[EXCERPT PROVIDED]

▬▬▬

The bottom part of the vertical section illustrates the underworld with another legendary figure, Gun, a chieftain who once snuck into heaven and stole a lump of magic soil to stop a 22-year-long deluge on the earth.

The painting also contains some chimerical creatures, such as dragons, divine leopards and those with human bodies and beast’s heads.

In addition to the legendary figures and creatures, there are also a number of real world animals and plants, such as cranes, swan geese, toads, rabbits and various trees.

Modern scholars and artists believe the painting was jointly created by several craftsmen with consummate painting skills. They say the composition, the brush drill and coloring of the painting demonstrate that Chinese brush painting had already reached a very high level in the early years of the Han Dynasty (206 BC-AD 220).

Artists at that time had not only mastered the traditional techniques of brush painting, but also invented a number of new ones. For instance: the exquisite line drawing and application of enriched colors.

The line drawing skill used in the painting later evolved into the so-called yousi miao or “silkthread drawing” technique, which was first employed by Gu Kaizhi (circa AD 345-406), widely considered the father of classical Chinese figure painting.

The “silkthread” technique was widely used in the following centuries for drawing thin, smooth and flowing lines with classic suave elegance.

No wonder, the painting on the T-shaped silk banner is widely regarded as a milestone in the development of traditional Chinese painting.

Today, the painting is a prized piece in the collection of the Hunan Provincial Museum, in the southern China province where it was discovered more than four decades ago.

▬▬▬

[REQUIREMENTS]
A. According to the excerpt about the silk banner painting, which museum holds the painting today?
B. Write out everything in the silk banner painting excerpt from "Artists at that" down to "Chinese figure painting.".

(Examples of point labeling)
▬▬▬

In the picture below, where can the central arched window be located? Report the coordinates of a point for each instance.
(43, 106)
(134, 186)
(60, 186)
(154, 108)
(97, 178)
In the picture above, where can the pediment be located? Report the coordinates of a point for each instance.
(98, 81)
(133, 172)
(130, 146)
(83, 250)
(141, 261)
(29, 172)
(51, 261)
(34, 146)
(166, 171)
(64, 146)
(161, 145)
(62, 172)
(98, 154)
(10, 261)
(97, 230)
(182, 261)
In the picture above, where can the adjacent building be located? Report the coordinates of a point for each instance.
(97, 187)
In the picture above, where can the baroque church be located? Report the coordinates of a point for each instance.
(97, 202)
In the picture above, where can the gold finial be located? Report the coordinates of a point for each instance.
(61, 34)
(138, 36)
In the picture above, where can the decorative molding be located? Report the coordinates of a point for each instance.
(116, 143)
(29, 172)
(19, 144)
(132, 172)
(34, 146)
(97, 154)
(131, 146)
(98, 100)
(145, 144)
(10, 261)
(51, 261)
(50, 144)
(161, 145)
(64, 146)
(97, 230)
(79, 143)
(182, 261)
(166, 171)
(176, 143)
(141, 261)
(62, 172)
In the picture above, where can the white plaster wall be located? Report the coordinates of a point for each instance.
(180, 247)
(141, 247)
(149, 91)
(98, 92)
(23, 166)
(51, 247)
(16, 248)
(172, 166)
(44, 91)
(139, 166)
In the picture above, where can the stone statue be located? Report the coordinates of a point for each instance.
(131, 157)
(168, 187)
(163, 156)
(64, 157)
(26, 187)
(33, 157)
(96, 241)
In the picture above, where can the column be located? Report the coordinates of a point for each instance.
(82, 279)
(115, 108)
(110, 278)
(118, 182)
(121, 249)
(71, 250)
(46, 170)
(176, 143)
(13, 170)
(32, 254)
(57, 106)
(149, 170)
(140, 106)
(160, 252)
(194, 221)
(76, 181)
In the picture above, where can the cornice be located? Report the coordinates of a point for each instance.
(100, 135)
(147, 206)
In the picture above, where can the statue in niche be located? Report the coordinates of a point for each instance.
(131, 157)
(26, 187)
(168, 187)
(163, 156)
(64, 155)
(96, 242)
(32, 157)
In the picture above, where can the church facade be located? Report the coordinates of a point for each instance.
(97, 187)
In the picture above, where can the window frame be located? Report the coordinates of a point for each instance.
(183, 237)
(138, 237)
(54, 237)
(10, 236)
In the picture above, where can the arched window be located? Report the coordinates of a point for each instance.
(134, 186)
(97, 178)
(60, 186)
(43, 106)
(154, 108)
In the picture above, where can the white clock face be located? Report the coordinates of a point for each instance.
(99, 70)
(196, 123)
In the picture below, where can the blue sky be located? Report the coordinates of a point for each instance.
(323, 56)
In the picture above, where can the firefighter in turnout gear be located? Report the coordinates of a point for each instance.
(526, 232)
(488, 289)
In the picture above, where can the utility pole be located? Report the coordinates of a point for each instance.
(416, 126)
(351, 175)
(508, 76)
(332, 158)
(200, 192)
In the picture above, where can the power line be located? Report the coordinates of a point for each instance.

▬▬▬

[ANSWERS]
A. The Hunan Provincial Museum.

B.
Artists at that time had not only mastered the traditional techniques of brush painting, but also invented a number of new ones. For instance: the exquisite line drawing and application of enriched colors.

The line drawing skill used in the painting later evolved into the so-called yousi miao or “silkthread drawing” technique, which was first employed by Gu Kaizhi (circa AD 345-406), widely considered the father of classical Chinese figure painting.